* WHAT THE TASK REQUIRES
Your copy must hold all of the data below, unchanged and without images.

[Start of Attachment]

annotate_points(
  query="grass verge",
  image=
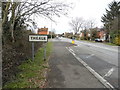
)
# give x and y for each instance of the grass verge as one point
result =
(33, 73)
(111, 44)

[End of Attachment]

* EXERCISE RESULT
annotate_points(
  query="grass verge",
  image=
)
# give x and y for each instance of the grass verge as one point
result =
(33, 73)
(111, 44)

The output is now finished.